Collection entries:

******

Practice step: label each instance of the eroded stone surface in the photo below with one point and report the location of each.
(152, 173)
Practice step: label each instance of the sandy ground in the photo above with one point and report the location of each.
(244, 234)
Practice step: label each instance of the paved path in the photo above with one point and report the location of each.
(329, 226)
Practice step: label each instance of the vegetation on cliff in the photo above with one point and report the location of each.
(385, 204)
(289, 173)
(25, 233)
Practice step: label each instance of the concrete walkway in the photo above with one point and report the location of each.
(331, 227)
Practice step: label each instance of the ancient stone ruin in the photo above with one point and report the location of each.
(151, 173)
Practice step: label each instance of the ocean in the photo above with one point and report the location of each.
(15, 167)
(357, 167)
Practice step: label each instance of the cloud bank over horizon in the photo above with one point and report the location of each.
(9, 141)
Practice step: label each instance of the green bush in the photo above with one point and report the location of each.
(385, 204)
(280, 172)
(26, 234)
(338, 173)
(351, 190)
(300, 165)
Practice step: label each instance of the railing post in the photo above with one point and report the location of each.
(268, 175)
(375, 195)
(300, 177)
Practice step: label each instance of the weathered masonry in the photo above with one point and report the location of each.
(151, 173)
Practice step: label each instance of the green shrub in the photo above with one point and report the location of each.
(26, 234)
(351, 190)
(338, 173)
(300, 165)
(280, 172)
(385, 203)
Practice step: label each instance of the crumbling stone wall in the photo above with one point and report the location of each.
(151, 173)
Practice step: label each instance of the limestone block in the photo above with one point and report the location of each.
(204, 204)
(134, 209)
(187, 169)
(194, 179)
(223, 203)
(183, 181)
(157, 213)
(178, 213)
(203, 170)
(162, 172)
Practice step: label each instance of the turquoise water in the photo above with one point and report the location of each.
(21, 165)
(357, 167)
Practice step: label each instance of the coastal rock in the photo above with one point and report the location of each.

******

• _AIM OF THE EXERCISE_: Please quote the records above exactly, without skipping a line.

• _RESULT OF THIS EXERCISE_:
Practice step: label each instance of the eroded stone surface in the photo below with one point and report the location of each.
(152, 173)
Practice step: label each instance of the sandy ground in the photo above with one point and report the location of each.
(244, 234)
Practice step: label each instance of the paved path in the photo above with one point and report the location of each.
(329, 226)
Practice step: label each instance of the vegetation on cliff in the photo above with one point and report the location of each.
(385, 204)
(289, 173)
(25, 233)
Practice step: label each instance of the concrete walkway in the photo above with one point and report the location of each.
(331, 227)
Practice step: label each instance of the ancient stone ruin in the photo above with one point and report the location of each.
(151, 173)
Practice step: label each instance of the ocean in the photo above with one point and report the location of each.
(15, 167)
(357, 167)
Practice step: label each instance of the cloud bank over horizon in the photo above with one point and report the location of each.
(9, 141)
Practice step: label each instance of the green bush in the photo above with one point and report the location of each.
(385, 204)
(280, 172)
(26, 234)
(338, 173)
(351, 190)
(300, 165)
Practice step: label each instance of the railing post in the photo above with one point and report the location of each.
(268, 175)
(375, 195)
(300, 177)
Practice step: label each instance of the weathered masonry in the photo above with one point and report the location of each.
(151, 173)
Practice step: label each instance of the green shrub in the photo above with one point and report the location of each.
(26, 234)
(351, 190)
(338, 173)
(300, 165)
(280, 172)
(385, 203)
Practice step: label each instance of the crumbling stone wall in the photo above with one point and report the location of each.
(151, 173)
Practice step: label each instance of the limestone block in the photo above with one point and report the location of each.
(204, 204)
(134, 209)
(187, 169)
(194, 179)
(223, 203)
(183, 181)
(157, 213)
(178, 213)
(203, 170)
(162, 172)
Practice step: label each instance of the turquoise water in the photo above with one point and report the location of each.
(21, 165)
(357, 167)
Practice step: label each instance of the coastal rock in the photo above with one point and report the location of each.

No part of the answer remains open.